## Task list
• a. According to the passage on the Prevention Network, how many liquor stores in South L.A. closed after the 1992 civil unrest?
• b. Reproduce the passage on the Prevention Network word for word, from "The Prevention Network continues" up to and including "local neighborhoods thrive.".

## Source passage
- - - -

The Prevention Network is an alliance of social service providers and community residents fighting to increase access to prevention and treatment services in South L.A. and end mass incarceration.
“We believed that social service providers were critical agents in stabilizing vulnerable families an populations, who get involved in broader community organizing efforts, including public policy and advocacy work, once stabilized.
Congressmember Karen Bass, Community Coalition Founder
Social service providers- people who work in human service organizations, such as homeless shelters, child health clinics, and drug treatment centers- were the first to see the fallout of the crack cocaine epidemic as they struggled to meet the needs of clients who poured into their agencies seeking resources to deal with unemployment and addiction. Frustrated by tough on crime policies that turned a public health epidemic, crack cocaine addiction, into an opportunity to move aggressively against communities of colors, South LA providers worked to identify solutions that addressed the root causes of addiction and crime in local neighborhoods. In 1990, South LA providers convened a conference entitled “Crack: Crisis in the African American Community”, and Community Coalition for Substance Abuse Prevention and Treatment was born. A few years later, the Coalition formally launched the Prevention Network- an alliance of South L.A. social service agencies providing drug treatment, transitional housing, mental health, and youth and other services in the community.
Over the last 25 years, social service providers in the Prevention Network have identified key issues that drove decisive campaigns in Community Coalition’s history, including “Rebuild South Central Without Liquor Stores”, which resulted in the closure of 150 liquor stores in South L.A. after the 1992 civil unrest. In 2000, South L.A. providers launched the “Family Care not Foster Care Campaign” to shift resources from private foster care agencies to extended family members caring for children no longer living with their biological parents; and the Ex-Offender Taskforce to address the unmet needs of residents returning home after incarceration and remove barriers to housing; employment and education for formerly incarcerated individuals. In 1997, network members, worked with then-Assemblymember Diane Watson to author a bill removing the lifetime ban on public assistance for drug felons who underwent a drug treatment program and the members later published “A Place to Start: A Resource Guide for People Transitioning Out of Prison”, a guide of vital services for individuals returning home from prison.
Most recently, network members organized to defeat the “Community Care Facilities Ordinance” that would reduce the availability of drug and mental health treatment and affordability housing for poor and working families. The Prevention Network led local and regional efforts to pass California’s Proposition 47, a historic bill stop the use of excessive prison sentences for minor crimes and invested prison spending savings into prevention and treatment services.
The Prevention Network continues to direct policy initiatives and resource distribution according to the real human needs they see and address on a daily basis. And network members remain at the forefront of the movement to increase the state’s investment in programs that help families and local neighborhoods thrive.

- - - -

## Stored items
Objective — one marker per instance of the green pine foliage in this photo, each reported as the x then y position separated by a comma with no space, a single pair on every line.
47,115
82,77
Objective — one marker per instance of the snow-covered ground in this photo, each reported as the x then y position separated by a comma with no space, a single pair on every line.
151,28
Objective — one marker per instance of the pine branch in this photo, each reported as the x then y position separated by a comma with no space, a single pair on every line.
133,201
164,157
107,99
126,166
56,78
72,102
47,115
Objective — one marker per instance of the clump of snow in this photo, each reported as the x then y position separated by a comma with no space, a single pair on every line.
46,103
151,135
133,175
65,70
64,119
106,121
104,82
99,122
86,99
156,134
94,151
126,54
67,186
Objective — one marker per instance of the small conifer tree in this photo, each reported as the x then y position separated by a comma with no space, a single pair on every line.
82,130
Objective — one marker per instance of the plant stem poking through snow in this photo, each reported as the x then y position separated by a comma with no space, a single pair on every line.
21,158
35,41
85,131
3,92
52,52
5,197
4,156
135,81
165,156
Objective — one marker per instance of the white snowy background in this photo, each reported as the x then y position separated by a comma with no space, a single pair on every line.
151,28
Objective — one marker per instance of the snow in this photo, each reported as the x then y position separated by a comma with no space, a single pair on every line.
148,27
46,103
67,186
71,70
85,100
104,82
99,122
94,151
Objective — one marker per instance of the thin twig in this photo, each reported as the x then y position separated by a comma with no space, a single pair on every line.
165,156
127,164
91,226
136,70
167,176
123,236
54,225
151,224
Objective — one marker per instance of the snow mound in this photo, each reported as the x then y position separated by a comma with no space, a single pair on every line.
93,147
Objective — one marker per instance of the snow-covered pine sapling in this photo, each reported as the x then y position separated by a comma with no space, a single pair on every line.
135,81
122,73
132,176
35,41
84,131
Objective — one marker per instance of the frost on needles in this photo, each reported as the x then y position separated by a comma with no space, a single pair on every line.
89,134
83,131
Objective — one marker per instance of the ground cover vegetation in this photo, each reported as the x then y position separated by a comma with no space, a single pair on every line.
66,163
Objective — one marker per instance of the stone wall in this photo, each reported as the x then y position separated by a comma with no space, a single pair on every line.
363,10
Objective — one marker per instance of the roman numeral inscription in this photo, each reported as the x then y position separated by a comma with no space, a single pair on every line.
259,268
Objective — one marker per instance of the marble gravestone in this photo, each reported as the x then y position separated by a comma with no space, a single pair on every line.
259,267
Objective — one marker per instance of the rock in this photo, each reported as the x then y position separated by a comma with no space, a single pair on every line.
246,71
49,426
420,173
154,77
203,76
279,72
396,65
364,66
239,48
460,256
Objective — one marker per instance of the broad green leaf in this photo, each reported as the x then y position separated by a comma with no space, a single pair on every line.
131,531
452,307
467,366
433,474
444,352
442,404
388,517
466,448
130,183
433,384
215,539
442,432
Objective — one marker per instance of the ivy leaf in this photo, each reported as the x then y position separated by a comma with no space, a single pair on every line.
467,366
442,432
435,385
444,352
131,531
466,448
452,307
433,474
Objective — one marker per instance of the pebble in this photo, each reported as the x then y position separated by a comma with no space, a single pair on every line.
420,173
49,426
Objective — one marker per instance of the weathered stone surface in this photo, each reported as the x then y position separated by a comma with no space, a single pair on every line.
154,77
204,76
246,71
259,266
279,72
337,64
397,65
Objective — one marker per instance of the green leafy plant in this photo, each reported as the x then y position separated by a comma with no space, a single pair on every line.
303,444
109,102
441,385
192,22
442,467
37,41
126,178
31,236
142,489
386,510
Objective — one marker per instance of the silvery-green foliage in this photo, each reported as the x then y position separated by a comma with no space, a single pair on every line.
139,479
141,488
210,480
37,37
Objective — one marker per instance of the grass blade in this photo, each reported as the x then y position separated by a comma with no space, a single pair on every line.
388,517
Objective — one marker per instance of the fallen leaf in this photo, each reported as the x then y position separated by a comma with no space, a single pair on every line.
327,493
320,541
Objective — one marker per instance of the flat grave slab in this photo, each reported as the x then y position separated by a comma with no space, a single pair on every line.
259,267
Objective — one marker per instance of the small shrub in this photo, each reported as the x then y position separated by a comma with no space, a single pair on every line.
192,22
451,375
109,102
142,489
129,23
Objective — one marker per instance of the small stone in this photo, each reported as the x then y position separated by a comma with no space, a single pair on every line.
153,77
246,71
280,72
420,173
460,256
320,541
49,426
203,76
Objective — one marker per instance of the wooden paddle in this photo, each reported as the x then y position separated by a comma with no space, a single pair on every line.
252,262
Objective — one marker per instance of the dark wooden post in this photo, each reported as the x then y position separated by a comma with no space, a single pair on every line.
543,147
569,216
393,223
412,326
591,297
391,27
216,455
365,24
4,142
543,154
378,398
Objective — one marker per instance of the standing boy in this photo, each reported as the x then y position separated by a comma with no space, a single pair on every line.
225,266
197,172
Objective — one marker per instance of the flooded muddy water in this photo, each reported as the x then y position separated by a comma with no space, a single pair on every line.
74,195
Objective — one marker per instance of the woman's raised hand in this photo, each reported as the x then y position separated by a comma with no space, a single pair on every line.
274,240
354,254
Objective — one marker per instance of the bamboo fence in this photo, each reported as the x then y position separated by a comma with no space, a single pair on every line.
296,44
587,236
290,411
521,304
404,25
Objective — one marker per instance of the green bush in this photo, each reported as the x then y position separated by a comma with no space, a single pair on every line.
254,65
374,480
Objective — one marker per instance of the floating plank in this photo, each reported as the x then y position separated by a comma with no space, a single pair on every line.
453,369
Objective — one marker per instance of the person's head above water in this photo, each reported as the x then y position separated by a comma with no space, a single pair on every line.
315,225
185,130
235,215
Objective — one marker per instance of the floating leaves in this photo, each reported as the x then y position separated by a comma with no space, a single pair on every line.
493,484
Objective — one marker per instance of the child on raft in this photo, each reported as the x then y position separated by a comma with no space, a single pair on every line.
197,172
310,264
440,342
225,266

- - - -

## Task-by-task solutions
• a. 150 liquor stores.

• b.
The Prevention Network continues to direct policy initiatives and resource distribution according to the real human needs they see and address on a daily basis. And network members remain at the forefront of the movement to increase the state’s investment in programs that help families and local neighborhoods thrive.